→ Position annotation records:
···

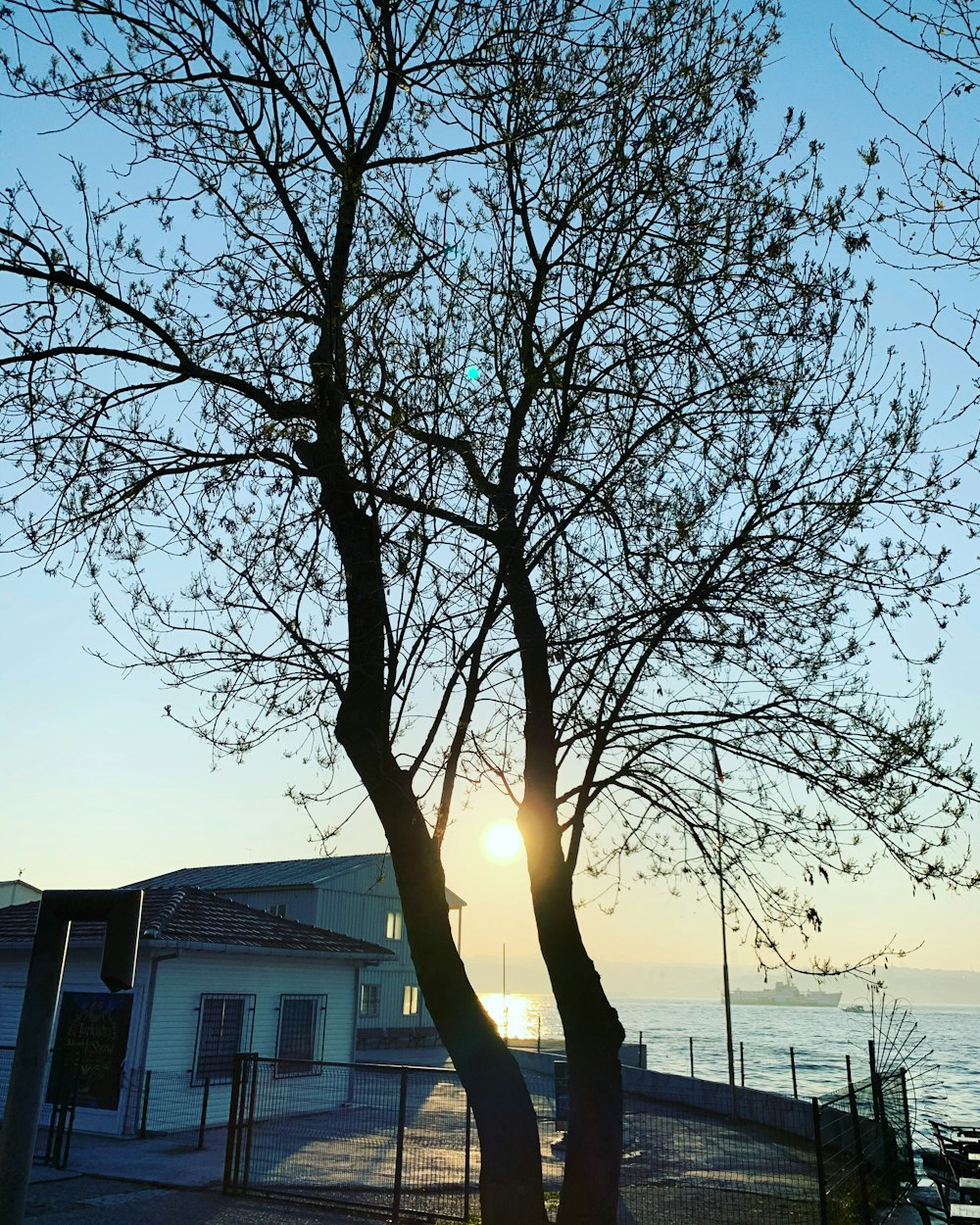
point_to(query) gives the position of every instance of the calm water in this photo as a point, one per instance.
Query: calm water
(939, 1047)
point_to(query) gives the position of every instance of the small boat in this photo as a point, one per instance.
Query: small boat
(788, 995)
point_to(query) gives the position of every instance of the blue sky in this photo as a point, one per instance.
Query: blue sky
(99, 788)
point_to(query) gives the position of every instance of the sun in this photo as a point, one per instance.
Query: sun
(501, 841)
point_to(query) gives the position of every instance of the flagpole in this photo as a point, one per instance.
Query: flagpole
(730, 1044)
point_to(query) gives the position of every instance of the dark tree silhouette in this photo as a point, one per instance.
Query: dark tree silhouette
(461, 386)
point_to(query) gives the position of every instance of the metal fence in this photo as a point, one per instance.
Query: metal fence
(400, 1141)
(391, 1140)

···

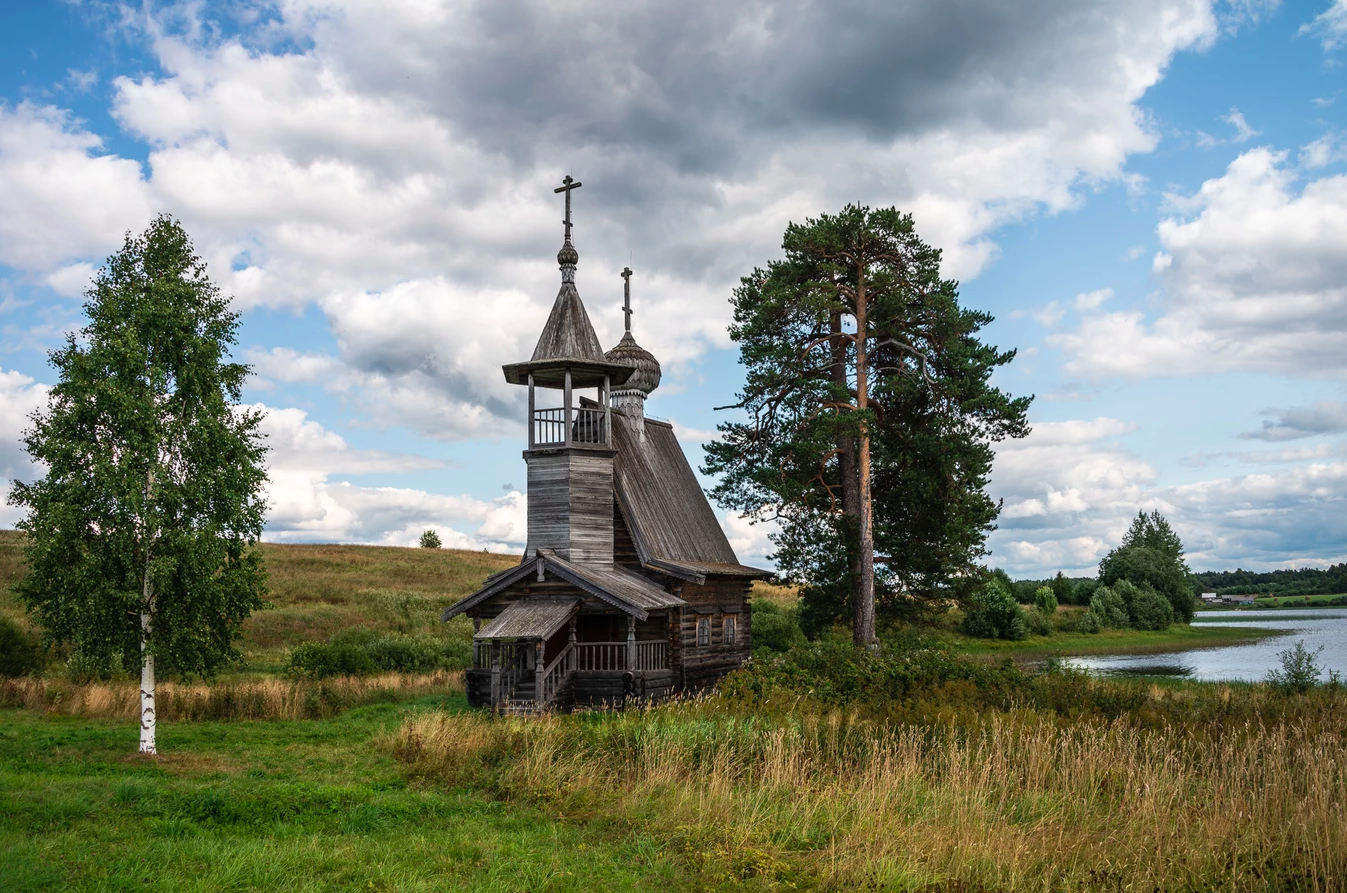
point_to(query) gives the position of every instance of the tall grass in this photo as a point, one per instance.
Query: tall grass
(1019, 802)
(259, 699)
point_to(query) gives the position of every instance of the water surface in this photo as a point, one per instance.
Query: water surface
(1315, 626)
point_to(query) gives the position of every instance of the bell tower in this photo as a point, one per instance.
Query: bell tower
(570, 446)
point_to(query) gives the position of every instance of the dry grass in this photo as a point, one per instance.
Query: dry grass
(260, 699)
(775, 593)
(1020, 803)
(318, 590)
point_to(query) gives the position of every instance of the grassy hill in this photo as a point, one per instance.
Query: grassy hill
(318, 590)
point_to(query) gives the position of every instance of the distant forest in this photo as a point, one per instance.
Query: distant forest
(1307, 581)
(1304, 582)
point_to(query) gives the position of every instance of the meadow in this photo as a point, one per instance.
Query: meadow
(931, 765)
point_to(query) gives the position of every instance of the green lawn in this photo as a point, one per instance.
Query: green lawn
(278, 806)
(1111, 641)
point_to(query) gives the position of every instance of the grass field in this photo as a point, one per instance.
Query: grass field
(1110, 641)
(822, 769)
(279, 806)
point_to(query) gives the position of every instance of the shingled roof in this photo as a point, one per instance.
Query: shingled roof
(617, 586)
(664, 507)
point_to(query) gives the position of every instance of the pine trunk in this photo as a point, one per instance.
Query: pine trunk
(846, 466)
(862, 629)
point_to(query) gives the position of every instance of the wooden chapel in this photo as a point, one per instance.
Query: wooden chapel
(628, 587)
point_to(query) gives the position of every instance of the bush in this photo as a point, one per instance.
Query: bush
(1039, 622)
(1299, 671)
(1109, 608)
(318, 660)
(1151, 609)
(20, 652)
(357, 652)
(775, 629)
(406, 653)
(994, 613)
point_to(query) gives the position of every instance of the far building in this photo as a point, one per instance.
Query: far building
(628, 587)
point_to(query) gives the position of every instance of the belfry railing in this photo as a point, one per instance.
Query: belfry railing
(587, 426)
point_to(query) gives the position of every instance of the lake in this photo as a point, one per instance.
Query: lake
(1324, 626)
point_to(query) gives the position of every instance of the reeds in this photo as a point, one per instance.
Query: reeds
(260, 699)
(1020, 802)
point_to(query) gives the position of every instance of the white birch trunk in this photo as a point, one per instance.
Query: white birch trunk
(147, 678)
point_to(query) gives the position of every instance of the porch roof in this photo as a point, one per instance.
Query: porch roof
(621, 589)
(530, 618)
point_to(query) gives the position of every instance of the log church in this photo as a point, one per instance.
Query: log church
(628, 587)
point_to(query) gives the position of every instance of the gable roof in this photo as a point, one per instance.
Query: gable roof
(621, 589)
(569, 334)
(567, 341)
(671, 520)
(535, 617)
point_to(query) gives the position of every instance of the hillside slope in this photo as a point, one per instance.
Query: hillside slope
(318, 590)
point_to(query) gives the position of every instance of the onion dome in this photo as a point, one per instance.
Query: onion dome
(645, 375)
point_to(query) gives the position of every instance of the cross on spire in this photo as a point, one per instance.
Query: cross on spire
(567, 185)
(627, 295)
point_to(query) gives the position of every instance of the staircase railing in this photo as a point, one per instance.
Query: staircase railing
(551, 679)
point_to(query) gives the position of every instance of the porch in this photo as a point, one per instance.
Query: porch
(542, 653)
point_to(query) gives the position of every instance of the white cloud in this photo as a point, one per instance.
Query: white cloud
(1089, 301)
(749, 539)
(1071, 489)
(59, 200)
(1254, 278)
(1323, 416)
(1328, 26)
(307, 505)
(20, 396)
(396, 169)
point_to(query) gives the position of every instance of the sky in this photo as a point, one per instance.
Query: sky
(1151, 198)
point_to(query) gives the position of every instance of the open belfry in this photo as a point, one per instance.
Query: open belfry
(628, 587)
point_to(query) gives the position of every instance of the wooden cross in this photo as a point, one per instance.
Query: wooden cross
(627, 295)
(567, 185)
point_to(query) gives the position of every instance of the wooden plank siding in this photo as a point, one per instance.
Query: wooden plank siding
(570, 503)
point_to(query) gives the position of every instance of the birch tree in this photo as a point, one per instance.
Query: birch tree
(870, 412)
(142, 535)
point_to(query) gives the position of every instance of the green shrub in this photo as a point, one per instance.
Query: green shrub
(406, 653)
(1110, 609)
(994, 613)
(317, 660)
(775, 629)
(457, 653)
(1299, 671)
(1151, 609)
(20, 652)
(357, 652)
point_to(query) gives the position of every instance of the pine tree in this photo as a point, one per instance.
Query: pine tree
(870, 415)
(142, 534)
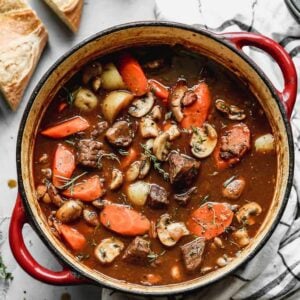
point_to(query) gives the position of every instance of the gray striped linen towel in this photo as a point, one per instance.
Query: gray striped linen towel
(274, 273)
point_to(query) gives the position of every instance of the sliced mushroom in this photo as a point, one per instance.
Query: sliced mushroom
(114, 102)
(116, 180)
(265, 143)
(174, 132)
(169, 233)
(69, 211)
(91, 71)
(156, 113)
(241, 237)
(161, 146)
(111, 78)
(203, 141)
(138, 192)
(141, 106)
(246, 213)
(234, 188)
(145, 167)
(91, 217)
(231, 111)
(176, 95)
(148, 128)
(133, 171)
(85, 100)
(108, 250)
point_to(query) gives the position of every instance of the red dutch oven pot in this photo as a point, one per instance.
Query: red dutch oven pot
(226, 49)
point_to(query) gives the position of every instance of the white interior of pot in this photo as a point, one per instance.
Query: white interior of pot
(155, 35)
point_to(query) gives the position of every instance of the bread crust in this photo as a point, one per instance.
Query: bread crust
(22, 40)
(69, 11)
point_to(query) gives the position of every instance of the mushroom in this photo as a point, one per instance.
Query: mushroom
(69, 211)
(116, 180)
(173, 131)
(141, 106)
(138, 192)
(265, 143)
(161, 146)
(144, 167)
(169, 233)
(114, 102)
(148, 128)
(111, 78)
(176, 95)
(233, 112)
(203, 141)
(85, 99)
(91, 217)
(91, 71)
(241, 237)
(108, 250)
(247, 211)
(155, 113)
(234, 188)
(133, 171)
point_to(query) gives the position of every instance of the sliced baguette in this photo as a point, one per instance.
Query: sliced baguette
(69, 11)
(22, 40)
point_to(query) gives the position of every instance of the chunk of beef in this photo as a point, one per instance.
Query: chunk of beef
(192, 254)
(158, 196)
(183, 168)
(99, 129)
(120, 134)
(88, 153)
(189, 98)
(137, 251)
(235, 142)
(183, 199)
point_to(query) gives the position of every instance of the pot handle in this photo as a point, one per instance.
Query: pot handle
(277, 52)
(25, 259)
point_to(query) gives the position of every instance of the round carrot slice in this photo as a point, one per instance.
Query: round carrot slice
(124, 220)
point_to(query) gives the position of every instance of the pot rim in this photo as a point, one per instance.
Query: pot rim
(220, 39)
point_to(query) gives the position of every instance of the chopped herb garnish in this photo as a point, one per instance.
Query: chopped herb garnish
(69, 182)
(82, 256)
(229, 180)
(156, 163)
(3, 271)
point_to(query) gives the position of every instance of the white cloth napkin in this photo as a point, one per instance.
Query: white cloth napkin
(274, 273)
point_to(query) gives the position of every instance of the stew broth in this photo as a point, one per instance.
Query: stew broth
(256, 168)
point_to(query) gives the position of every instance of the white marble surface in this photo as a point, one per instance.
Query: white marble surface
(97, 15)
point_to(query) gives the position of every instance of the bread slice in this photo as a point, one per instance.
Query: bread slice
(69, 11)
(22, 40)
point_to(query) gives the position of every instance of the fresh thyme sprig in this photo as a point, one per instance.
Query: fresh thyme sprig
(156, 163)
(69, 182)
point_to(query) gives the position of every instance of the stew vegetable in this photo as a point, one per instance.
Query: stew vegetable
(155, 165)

···

→ What needs to be done: Pick out every line in the records above that contains the word "bread" and copy each one in full.

→ The solution:
point_to(query) gives the position of every instance of the bread crust in this photo as a point, one per instance.
Query: bread crust
point_to(query) gives the position of every instance of the bread slice in this photo as a point, one per instance.
Query: bread slice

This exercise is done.